**Task statement**. Lines from the line with "positive clicks: (247, 294)" to the line with "positive clicks: (622, 467)" in the entries below, and only those, must be output exactly, with both ends included.

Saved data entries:
========
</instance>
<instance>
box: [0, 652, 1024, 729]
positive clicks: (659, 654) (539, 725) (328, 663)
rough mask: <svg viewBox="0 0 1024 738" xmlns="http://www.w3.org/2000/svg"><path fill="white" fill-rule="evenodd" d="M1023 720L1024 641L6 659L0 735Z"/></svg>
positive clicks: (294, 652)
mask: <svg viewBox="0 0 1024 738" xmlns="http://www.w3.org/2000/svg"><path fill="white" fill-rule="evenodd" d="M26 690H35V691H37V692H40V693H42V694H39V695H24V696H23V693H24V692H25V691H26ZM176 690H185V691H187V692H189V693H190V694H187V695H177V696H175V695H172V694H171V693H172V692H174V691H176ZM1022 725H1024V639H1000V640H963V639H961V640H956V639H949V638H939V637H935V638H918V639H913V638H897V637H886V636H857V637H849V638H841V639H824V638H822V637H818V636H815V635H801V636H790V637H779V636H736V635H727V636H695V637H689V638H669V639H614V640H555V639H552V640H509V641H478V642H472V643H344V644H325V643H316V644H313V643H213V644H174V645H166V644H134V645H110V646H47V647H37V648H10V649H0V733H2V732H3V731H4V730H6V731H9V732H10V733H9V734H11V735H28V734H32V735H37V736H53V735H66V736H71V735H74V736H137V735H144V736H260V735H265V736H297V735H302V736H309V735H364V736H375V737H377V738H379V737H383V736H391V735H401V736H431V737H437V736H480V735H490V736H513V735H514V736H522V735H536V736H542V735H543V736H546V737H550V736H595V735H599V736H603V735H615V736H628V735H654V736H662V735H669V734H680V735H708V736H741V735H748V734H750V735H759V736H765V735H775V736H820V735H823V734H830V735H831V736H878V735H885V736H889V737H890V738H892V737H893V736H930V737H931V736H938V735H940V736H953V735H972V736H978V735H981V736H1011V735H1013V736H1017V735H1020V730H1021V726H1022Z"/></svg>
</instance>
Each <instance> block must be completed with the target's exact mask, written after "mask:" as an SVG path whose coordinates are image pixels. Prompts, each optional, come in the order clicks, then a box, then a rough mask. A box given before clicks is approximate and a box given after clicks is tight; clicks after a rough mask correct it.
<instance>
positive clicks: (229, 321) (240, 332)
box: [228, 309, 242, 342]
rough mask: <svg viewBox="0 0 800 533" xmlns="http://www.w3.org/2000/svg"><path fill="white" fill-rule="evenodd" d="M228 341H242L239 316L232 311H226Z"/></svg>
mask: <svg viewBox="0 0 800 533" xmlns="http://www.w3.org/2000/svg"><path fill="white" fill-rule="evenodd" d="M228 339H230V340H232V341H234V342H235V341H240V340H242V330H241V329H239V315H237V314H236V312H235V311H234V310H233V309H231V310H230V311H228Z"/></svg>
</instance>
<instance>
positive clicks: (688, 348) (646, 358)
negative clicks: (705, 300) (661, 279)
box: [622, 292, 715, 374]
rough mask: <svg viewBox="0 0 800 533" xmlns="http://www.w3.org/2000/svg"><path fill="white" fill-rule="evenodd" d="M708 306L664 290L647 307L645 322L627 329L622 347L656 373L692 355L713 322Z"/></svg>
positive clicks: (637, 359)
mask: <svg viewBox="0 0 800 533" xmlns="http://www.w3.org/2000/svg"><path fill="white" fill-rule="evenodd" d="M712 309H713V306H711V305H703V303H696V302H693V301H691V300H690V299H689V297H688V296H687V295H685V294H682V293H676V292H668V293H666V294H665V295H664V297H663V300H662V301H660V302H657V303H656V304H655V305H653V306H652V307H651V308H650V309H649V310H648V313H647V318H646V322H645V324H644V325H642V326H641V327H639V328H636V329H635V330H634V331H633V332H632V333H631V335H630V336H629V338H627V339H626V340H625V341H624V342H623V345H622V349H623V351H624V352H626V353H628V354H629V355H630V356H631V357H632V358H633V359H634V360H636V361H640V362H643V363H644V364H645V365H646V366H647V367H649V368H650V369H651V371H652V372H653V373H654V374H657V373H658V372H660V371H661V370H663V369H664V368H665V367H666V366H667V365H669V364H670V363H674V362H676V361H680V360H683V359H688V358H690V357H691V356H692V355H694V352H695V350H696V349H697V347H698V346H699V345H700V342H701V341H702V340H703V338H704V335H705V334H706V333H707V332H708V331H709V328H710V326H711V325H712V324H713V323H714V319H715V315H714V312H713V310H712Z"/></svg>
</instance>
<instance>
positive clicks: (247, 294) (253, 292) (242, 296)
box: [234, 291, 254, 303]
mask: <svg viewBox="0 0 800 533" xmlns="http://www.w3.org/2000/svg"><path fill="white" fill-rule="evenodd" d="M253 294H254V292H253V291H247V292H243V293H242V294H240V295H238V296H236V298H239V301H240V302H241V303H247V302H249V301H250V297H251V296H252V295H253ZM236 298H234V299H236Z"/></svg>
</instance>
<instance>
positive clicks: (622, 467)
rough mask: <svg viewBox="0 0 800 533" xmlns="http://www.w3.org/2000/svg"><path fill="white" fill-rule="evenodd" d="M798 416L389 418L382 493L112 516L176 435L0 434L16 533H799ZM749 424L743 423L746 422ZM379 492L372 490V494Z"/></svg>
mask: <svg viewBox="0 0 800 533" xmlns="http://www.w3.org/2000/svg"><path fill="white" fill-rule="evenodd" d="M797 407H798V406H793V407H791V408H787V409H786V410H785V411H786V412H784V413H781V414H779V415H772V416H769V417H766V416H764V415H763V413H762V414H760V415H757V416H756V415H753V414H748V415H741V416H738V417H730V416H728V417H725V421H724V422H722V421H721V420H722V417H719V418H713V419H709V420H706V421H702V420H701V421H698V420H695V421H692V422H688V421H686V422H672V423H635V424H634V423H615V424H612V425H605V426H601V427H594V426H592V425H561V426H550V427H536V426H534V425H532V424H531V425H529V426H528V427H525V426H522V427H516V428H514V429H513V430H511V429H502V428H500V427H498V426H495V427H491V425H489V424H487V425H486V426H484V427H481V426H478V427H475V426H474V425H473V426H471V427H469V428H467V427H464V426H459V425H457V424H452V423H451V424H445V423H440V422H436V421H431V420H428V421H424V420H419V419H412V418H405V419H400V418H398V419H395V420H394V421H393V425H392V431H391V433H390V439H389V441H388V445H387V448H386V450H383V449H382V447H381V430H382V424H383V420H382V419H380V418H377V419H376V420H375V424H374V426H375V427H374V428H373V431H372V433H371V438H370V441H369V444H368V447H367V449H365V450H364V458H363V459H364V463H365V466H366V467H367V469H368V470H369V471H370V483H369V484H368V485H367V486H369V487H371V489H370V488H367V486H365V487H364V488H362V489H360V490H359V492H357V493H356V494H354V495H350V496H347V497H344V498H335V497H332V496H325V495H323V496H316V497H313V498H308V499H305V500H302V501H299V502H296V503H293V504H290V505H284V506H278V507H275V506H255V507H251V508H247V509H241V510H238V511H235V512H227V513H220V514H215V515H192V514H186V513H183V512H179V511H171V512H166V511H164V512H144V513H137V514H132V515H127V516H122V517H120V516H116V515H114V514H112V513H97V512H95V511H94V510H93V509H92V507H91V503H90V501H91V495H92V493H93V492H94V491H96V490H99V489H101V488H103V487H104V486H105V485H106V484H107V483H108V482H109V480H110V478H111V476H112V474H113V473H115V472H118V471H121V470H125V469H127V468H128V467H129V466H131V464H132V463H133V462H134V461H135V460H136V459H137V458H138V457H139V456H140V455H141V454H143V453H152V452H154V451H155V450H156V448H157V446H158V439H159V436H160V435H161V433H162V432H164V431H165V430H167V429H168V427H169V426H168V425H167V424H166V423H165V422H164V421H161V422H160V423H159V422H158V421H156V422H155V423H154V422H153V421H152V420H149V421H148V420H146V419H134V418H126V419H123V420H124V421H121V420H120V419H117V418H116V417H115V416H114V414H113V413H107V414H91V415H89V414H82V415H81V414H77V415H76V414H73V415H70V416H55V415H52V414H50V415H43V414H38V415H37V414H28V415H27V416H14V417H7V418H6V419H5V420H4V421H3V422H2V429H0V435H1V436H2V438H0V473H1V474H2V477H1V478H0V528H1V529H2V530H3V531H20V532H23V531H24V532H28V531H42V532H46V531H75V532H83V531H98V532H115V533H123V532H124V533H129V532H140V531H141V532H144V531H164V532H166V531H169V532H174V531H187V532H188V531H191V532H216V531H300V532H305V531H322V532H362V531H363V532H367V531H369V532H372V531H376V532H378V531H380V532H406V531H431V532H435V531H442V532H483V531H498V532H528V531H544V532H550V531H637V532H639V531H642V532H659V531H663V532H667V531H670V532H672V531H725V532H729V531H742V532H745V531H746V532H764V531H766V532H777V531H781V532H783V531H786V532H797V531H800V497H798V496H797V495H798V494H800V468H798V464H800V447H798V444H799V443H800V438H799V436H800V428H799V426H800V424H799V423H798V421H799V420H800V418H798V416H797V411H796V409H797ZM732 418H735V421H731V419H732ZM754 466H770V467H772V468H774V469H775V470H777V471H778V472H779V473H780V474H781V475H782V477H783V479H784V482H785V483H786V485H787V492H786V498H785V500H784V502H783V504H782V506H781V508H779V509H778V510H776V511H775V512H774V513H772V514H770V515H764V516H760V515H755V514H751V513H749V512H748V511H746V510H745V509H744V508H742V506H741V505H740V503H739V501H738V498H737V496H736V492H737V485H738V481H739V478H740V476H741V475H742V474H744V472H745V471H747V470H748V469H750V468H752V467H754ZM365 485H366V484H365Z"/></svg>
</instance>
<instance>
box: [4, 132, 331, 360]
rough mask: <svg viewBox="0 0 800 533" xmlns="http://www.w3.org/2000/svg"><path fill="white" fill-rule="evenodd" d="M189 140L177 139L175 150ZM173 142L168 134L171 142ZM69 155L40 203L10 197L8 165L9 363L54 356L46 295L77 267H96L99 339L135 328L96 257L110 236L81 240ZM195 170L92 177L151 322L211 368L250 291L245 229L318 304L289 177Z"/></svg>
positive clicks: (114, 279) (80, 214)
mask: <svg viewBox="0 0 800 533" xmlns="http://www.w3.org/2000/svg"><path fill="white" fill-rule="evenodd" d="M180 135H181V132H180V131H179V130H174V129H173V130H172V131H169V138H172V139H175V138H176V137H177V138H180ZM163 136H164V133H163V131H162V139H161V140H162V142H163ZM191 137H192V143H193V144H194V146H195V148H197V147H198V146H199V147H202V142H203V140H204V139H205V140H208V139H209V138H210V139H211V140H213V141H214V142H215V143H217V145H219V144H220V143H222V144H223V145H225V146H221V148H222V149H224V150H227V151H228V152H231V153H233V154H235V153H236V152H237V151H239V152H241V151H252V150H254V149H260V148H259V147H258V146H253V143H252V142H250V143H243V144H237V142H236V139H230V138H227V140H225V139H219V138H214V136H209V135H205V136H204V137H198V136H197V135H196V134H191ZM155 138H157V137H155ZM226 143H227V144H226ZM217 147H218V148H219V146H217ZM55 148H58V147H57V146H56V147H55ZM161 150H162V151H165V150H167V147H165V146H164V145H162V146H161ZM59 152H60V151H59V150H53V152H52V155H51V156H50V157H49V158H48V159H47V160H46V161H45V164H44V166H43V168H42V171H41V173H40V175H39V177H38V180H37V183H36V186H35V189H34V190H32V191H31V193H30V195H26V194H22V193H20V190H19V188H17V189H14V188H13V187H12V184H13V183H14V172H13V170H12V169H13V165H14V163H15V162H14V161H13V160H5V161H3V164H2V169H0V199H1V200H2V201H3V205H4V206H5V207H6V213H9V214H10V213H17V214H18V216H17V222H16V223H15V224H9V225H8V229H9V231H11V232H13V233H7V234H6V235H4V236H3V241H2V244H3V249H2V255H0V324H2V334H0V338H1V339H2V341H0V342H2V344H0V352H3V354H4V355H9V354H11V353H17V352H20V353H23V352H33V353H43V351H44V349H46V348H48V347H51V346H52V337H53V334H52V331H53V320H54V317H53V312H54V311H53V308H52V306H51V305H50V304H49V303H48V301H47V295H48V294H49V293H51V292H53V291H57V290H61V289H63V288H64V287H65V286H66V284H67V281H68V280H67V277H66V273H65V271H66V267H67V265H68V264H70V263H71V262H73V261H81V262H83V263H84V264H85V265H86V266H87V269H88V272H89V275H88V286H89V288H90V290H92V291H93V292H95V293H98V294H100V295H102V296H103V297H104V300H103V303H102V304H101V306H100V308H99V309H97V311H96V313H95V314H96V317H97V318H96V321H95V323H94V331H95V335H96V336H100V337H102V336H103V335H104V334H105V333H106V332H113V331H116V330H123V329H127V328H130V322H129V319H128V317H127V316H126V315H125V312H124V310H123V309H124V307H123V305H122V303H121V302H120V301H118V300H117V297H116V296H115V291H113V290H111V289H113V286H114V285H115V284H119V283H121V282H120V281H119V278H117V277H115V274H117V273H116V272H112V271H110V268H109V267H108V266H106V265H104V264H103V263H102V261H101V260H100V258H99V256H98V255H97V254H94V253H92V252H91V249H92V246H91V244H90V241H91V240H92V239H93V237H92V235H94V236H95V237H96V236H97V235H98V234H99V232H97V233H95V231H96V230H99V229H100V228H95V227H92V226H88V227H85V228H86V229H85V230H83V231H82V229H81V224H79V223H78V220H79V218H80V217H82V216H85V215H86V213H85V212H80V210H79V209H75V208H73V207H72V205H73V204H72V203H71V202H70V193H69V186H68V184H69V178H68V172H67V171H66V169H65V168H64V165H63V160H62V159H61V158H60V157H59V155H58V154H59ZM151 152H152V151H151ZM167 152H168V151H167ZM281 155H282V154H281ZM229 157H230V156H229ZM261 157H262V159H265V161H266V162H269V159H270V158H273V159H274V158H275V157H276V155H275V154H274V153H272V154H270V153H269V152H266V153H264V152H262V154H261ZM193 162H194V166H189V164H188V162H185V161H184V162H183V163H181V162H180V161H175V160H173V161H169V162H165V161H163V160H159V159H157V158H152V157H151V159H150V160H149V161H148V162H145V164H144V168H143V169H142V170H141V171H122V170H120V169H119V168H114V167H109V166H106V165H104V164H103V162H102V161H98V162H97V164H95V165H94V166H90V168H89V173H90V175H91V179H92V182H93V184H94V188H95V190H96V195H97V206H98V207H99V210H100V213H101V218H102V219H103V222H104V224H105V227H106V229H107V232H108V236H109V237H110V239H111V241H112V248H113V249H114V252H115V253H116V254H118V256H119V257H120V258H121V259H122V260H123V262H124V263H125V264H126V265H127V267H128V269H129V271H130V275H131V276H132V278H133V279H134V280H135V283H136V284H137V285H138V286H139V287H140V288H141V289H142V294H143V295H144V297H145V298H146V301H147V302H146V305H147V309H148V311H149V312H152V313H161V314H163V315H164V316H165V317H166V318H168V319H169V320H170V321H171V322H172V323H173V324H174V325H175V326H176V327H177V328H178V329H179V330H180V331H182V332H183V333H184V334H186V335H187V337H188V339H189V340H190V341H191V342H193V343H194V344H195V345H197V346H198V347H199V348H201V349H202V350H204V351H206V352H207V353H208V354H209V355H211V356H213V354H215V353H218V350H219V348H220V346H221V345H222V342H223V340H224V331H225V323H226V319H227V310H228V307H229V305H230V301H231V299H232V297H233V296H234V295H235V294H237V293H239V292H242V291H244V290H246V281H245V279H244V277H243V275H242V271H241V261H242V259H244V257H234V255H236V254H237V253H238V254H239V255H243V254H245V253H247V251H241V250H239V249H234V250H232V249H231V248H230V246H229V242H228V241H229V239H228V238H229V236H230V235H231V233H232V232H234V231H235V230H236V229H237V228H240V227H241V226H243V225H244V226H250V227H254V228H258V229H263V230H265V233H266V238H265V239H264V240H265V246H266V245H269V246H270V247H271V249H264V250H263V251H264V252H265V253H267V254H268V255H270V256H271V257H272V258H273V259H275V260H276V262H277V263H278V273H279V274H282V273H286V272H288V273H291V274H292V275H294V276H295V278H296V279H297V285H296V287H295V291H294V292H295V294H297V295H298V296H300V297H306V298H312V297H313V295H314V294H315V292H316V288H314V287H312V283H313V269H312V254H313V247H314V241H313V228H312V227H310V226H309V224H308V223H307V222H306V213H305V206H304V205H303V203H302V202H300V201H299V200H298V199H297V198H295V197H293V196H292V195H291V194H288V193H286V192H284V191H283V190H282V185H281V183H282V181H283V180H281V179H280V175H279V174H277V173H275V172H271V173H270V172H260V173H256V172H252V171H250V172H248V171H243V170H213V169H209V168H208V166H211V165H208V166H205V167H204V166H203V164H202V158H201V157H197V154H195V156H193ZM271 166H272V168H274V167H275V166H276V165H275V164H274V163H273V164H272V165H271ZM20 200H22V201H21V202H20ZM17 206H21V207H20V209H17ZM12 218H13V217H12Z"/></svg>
========
**Exercise solution**.
positive clicks: (247, 294) (253, 292) (242, 296)
box: [234, 291, 254, 303]
mask: <svg viewBox="0 0 800 533" xmlns="http://www.w3.org/2000/svg"><path fill="white" fill-rule="evenodd" d="M253 294H254V292H253V291H247V292H243V293H242V294H240V295H238V296H236V298H239V301H240V302H241V303H247V302H249V301H250V297H251V296H252V295H253ZM236 298H234V299H236Z"/></svg>
</instance>
<instance>
positive clicks: (622, 467)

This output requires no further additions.